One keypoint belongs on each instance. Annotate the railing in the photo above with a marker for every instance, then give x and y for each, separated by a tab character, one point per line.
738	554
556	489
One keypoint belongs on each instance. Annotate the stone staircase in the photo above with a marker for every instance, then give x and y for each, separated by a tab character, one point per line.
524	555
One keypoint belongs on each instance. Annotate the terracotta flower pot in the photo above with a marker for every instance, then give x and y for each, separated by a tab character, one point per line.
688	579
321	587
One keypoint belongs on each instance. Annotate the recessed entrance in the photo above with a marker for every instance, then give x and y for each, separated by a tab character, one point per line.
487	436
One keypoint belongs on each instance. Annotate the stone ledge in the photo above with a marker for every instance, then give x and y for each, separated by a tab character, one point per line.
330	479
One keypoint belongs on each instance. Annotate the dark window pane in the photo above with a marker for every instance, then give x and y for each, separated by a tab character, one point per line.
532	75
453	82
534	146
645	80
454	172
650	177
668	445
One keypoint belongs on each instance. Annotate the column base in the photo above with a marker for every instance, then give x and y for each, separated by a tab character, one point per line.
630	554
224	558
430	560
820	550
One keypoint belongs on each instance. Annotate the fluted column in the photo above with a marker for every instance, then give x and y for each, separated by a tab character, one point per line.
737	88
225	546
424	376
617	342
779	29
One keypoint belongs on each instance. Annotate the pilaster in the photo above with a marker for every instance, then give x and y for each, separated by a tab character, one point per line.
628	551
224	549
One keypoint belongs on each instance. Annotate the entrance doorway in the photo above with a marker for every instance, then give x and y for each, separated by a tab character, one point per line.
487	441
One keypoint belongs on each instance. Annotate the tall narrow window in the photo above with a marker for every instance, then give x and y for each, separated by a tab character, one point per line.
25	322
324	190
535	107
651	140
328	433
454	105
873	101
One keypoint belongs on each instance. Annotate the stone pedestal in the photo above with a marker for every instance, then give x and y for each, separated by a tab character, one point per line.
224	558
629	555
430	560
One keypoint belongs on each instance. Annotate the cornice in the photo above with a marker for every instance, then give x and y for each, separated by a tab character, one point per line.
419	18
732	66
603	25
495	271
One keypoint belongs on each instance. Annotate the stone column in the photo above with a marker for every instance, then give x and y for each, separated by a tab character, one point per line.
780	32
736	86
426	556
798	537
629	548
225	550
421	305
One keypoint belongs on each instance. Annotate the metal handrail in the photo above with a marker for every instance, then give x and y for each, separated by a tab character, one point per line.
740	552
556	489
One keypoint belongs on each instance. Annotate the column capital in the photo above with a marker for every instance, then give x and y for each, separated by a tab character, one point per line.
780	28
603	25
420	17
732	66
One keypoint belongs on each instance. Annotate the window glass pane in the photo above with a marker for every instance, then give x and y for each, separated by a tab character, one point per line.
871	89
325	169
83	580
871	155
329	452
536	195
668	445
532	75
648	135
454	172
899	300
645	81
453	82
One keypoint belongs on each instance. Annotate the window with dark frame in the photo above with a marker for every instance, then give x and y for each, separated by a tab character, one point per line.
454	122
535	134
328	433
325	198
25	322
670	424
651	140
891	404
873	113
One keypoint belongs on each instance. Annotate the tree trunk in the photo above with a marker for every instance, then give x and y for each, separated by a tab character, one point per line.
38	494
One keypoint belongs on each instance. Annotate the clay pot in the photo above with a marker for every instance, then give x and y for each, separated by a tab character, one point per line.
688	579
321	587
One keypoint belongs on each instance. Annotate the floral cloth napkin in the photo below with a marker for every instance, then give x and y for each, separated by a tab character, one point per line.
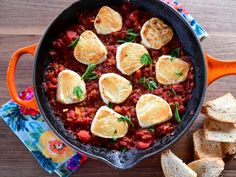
50	152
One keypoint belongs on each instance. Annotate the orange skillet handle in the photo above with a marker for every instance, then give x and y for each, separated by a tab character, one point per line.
219	68
11	77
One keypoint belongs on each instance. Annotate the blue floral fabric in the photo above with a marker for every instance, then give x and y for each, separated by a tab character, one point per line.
199	31
50	152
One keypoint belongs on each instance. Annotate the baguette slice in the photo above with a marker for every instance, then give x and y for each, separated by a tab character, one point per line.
219	131
222	109
204	148
228	148
172	166
208	167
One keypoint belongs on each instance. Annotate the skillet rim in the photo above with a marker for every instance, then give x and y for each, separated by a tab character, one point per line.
96	157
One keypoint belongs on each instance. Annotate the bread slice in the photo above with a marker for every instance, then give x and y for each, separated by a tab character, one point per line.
172	166
222	109
219	131
204	148
228	148
208	167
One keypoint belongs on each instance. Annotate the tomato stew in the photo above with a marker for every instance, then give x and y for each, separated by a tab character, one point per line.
77	117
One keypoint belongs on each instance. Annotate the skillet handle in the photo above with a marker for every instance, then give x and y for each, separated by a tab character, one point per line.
218	68
11	77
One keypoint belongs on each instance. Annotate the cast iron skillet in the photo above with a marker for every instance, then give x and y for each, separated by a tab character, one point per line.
192	46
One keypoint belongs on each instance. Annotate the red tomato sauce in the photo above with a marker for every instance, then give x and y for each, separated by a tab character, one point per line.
78	121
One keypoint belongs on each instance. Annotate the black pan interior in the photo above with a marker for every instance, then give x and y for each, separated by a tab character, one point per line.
122	160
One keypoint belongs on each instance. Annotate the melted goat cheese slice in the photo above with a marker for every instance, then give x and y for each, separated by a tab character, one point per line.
114	88
171	70
89	49
107	21
151	110
155	33
68	80
105	124
128	57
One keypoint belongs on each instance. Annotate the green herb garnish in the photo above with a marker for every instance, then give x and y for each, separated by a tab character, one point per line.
74	43
176	112
109	105
130	36
179	73
174	53
127	119
173	91
146	59
152	129
90	74
147	83
78	92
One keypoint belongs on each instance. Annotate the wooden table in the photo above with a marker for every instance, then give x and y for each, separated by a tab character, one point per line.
22	23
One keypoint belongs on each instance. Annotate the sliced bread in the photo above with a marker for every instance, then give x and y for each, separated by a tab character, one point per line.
228	148
172	166
204	148
218	131
222	109
208	167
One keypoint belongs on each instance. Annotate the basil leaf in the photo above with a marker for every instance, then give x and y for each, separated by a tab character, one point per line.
174	53
90	74
152	129
130	36
74	43
146	59
78	92
176	112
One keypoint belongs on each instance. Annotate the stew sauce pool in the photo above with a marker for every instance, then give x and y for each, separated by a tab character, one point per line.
77	117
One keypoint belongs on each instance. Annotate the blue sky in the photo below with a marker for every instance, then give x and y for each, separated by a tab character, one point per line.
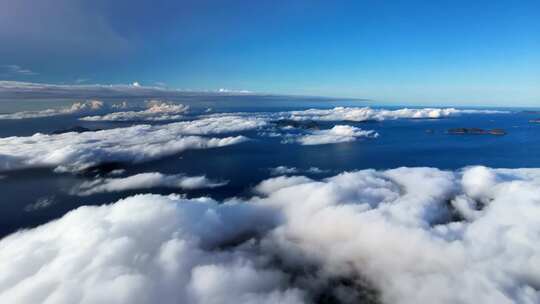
424	52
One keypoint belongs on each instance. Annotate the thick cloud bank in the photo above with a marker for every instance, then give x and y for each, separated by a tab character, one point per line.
156	111
78	151
338	134
408	235
145	181
76	108
366	113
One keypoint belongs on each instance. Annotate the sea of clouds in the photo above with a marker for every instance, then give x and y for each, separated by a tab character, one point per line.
156	111
146	180
367	113
78	151
76	108
407	235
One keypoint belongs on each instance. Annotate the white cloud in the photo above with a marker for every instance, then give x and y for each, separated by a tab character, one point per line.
338	134
25	90
392	230
78	151
41	203
10	70
75	108
284	170
156	111
145	181
366	113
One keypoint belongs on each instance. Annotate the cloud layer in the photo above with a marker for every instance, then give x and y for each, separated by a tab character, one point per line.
408	235
78	151
25	90
75	108
366	113
156	111
145	181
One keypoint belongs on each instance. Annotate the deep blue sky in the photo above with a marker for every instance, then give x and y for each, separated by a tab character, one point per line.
425	52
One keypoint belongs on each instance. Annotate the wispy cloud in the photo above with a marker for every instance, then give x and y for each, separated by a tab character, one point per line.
22	90
10	70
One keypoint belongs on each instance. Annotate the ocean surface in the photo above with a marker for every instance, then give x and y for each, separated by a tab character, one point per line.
34	196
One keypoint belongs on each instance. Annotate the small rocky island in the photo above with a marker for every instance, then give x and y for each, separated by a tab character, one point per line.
476	131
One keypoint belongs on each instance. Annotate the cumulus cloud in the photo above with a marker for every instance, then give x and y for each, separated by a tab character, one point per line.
338	134
26	90
367	113
389	236
78	151
156	111
75	108
145	181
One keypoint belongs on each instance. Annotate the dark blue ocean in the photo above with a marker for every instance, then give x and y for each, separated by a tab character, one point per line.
401	142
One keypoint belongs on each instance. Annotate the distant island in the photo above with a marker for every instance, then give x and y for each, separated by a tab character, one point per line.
476	131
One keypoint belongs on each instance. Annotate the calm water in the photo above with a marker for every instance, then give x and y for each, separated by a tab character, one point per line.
402	142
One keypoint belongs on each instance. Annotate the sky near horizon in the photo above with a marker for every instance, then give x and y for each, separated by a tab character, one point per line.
424	52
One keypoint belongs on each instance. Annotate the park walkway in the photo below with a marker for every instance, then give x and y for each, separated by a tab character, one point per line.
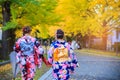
93	67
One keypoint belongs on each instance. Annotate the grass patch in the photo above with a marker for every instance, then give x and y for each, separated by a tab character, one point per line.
6	72
100	52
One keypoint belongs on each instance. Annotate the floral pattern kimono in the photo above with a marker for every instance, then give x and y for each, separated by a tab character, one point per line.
28	56
61	70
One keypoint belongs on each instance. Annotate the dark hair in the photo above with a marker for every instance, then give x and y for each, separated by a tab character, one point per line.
26	29
59	34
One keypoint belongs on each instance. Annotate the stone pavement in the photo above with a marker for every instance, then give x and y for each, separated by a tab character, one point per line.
93	67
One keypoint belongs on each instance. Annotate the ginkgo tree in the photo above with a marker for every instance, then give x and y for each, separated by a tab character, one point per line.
19	13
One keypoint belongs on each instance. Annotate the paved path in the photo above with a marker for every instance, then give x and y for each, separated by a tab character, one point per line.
93	67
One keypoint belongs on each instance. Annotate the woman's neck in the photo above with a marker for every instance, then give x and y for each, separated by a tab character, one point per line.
60	40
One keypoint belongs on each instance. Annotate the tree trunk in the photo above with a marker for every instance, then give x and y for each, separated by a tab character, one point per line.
104	39
8	35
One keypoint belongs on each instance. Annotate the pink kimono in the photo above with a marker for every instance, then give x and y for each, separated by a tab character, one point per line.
29	54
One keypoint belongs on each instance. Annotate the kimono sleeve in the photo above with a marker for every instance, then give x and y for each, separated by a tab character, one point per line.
49	55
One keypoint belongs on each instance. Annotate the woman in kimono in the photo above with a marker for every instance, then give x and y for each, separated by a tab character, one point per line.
62	57
29	54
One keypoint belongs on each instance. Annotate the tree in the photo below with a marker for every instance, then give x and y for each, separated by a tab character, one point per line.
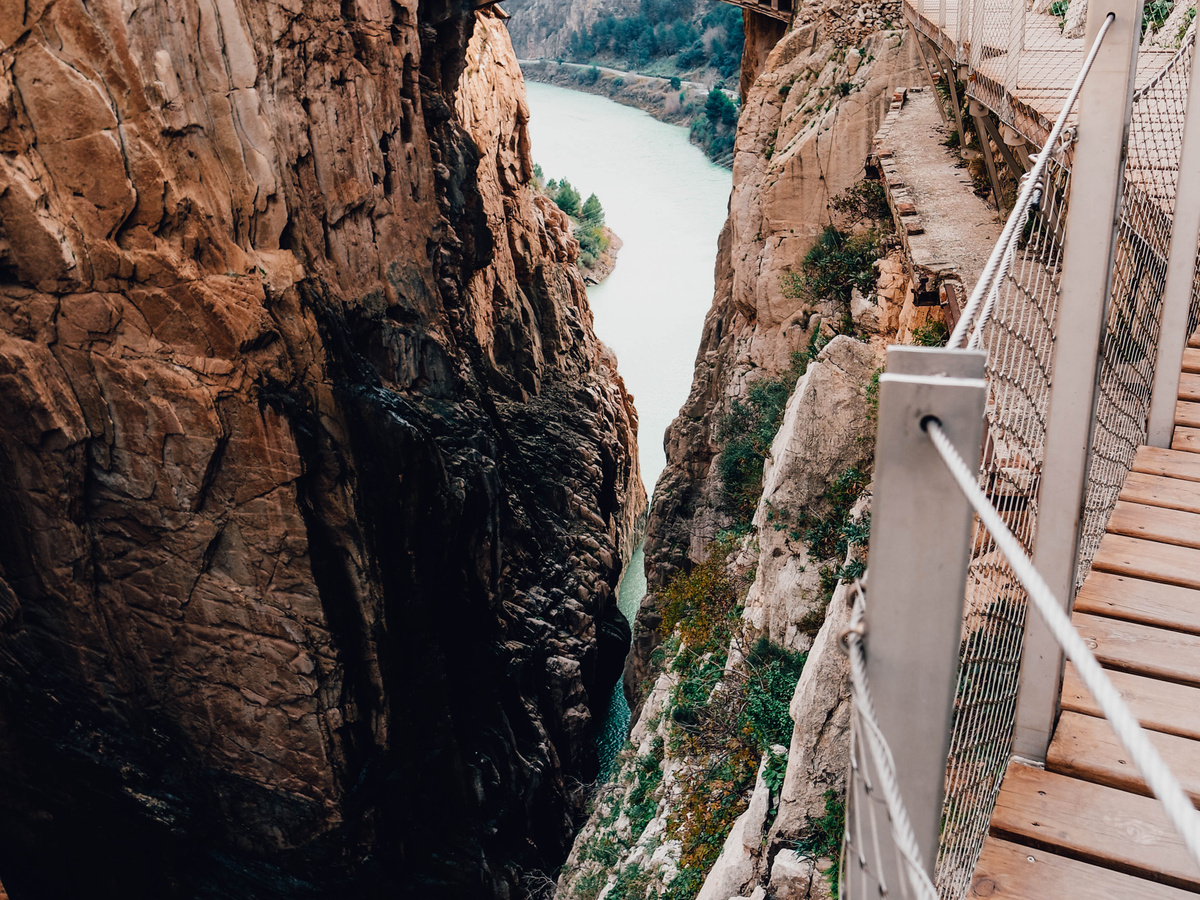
567	198
592	213
720	109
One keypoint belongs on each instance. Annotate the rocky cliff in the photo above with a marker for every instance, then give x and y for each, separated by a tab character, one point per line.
315	481
732	785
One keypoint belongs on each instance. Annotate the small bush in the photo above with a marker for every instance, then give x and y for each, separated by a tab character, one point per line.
837	263
931	334
863	202
823	835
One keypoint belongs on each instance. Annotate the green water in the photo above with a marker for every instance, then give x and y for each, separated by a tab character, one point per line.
667	203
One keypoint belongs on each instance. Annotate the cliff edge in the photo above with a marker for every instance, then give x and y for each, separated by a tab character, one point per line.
316	483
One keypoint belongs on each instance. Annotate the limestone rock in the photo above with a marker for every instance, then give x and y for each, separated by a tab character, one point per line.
778	207
315	481
793	877
827	429
819	757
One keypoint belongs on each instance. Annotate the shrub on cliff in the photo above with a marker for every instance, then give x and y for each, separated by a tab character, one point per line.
835	264
565	197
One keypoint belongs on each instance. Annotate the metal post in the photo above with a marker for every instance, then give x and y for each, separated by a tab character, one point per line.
951	83
978	7
1104	109
978	111
929	71
1180	271
1015	45
919	551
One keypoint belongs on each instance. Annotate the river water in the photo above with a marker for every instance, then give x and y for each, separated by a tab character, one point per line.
667	203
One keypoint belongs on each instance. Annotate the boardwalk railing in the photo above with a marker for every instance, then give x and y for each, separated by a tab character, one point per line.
1017	58
1066	359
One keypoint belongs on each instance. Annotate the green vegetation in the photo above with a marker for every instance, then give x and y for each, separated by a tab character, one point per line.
718	129
564	196
835	264
749	429
1059	9
864	202
1185	25
822	838
724	730
1155	13
931	334
588	216
667	35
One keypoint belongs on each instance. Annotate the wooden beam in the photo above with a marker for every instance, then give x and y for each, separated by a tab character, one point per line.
1093	823
1011	871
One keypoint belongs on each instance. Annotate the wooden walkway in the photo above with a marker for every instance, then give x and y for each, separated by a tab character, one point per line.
1085	826
1049	61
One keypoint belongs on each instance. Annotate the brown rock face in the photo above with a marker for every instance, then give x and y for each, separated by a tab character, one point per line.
315	481
796	149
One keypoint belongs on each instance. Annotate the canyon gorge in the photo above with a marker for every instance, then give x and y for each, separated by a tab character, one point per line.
317	483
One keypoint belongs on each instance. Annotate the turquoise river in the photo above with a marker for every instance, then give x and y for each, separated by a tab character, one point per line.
667	203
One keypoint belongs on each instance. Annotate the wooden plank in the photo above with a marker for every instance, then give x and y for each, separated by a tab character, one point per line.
1187	439
1085	747
1009	871
1151	603
1159	706
1149	559
1153	652
1187	413
1168	463
1095	823
1158	491
1156	523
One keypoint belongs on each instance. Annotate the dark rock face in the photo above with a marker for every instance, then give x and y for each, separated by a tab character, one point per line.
315	481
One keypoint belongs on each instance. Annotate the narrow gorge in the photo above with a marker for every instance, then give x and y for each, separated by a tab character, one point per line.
318	479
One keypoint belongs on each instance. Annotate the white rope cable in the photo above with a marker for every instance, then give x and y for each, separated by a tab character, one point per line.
903	835
988	287
1157	775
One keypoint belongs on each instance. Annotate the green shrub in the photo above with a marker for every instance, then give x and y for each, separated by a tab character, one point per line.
565	197
837	263
931	334
822	837
863	202
1155	13
773	672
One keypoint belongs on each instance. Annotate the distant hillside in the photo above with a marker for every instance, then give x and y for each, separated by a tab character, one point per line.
695	40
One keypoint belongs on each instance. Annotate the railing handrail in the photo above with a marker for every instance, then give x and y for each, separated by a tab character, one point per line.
987	289
1157	774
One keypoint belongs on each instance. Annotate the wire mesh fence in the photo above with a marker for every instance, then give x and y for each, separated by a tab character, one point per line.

-=-=-=-=-

▶ **Requirements**: Retype exactly the lines from the one containing "One keypoint belongs on each instance. Annotate the wooden plank" through the last line of the records above, including both.

▶ **Task response**:
One keypoint belongs on each instance. Annotate the wooden plank in the photo above with a marker for every instance, then give x and y for each, separated by a tab character, one point per line.
1187	439
1085	747
1009	871
1151	603
1159	706
1149	559
1153	652
1187	413
1168	463
1095	823
1158	491
1156	523
One keypoint belongs on each instance. Annotate the dark rock face in the photo above with a marker for every instance, then give x and y for each, separated by a tab character, one point per line.
315	481
One keypoint belongs on each instance. Annotate the narrow gorge in the photo above with a marker for every instance, then give x and y for each, separated by a tab character, one point per line.
318	479
One keypoint belongs on each instance. Annotate the white rope cable in the photo above with a marker for every instance, then give x and y for each, separated by a tab character, one point per line.
903	835
988	287
1157	775
One keypoint belongs on each instance. Annotate the green shrub in the photo above with a marker for every instance, then give x and y for each, separated by a tab character, one point per line.
565	197
837	263
931	334
822	837
863	202
1155	13
773	672
One keypoint belongs on each instance. Annotate the distant hillside in the photo above with a marker for every instance, then give x and y for each, separated by a tab character, one point per line.
695	40
One keypoint belongs on each instance. Annotate the railing handrail in the photo above with a marker for every instance, then give x and y for each, separated by a tab character, one point per line.
987	289
1157	774
One keypoint belongs on each instance. Annotate the wire mesh fence in the photo above with a marker for every instance, then give x and y for each, separated by a tab character, one point per line.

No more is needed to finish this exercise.